___ Page excerpt ___

A trade association must first and foremost protect the interest of its members. If the FPA is doing things right, however, the interests of advisor members should be aligned with the investing public. However, by throwing its support behind a bill that would permit advice dripping with conflicts of interest, the FPA is letting down consumers. It’s opposing AARP, AFL-CIO, the Consumer Federation of America, and other groups who have the best interests of plan participants at heart. And for what? To allow independent advisors to give advice to a customer one time and get paid a 12(b)-1 fee in perpetuity, or to allow advisors to get paid a finder’s fee for selecting funds for the plan as well as the ongoing 12(b)-1 fee. The group is backing a law that is very likely to encourage advisors to gouge their customers.

It gets worse. The giants of the financial services industry are pushing H.R. 2269 because they want to get their hands on IRA rollovers. They can’t do that now. But if this bill becomes law, the fund complexes, insurance companies, wirehouses, and banks will suddenly be able to provide retail advice to plan participants as well as be the advisor to the plan sponsor. That’s bad for independent financial planners.

In other words, the FPA is supporting legislation that is bad for consumers so that its members can double dip along with the rest of the industry. But in doing so the FPA is making it easier for the financial services giants to compete with its members by backing a law that will let the Prudentials of the world convert plan participants into financial planning clients.

H.R. 2269 basically rewrites the “prohibited transaction” section of ERISA that prohibits fund companies from giving “particularized” advice; i.e., advice to individuals.

Under current law, T. Rowe Price, Fidelity, Vanguard, Merrill Lynch, Prudential, and the other companies that are providers of the funds in 401(k) plans at large- and mid-sized companies cannot also give advice to individuals. That’s a prohibited transaction. Under H.R. 2269, the prohibited transaction rules would no longer be an obstacle and the giants would be allowed to tell plan participants which funds to buy.

“2269 would allow people with an inherent conflict of interest to profit by rendering advice,” says Marcia Wagner, who heads an ERISA and employee benefits boutique law firm in Boston. “This will be bad for plan participants.”

Duane Thompson, director of government relations at FPA, says the entire financial services industry has been pushing to get H.R. 2269 through Congress.

Thompson, who spent over an hour on the phone explaining the law and the FPA’s position, concedes that H.R. 2269 is not perfect, and he points out that the FPA’s support for the bill is conditional.

___ Dataset rows ___

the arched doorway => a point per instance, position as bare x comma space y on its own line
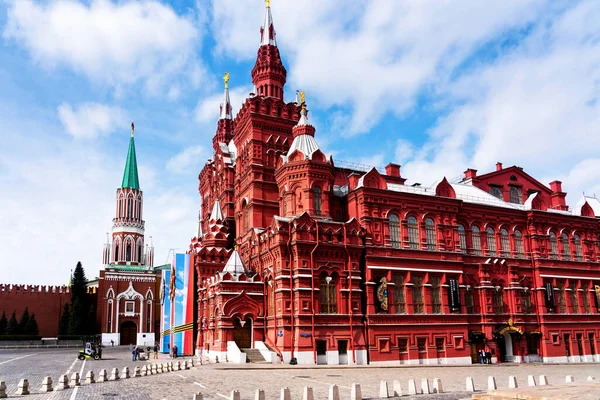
128, 332
242, 332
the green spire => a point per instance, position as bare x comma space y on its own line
130, 177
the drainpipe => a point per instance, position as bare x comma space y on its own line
312, 279
350, 295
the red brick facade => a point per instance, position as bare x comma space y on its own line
344, 266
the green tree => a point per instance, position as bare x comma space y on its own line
13, 326
23, 321
3, 323
32, 328
63, 327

___

■ **Goal of the exercise**
Continue the H.R. 2269 article, picking up right after its final sentence. The data comes from a separate source and is unrelated to the text.

■ **Answer for the task**
In a letter posted on the FPA Web site supporting the legislation, Thompson says the FPA would like the exemption from the prohibited transaction rule to extend only to Registered Investment Advisers. The letter notes that the agents at banks, brokerages, and insurance companies are not subject to a competency exam, which is required of those who act as IA representatives. The bill, by the way, would bestow a new title on agents offering individual advice to plan participants, Fiduciary Advisor, a credential with no educational or competency standards. But the FPA, you can safely assume, knows that is it unrealistic to believe that the legislation would be altered precisely to suit its members, who typically are RIA reps, or RIA reps affiliated with broker/dealers. This is so especially since the backers come from the big fund companies, banks, and insurance companies that contribute mightily to political campaigns and stand to benefit the most from the bill.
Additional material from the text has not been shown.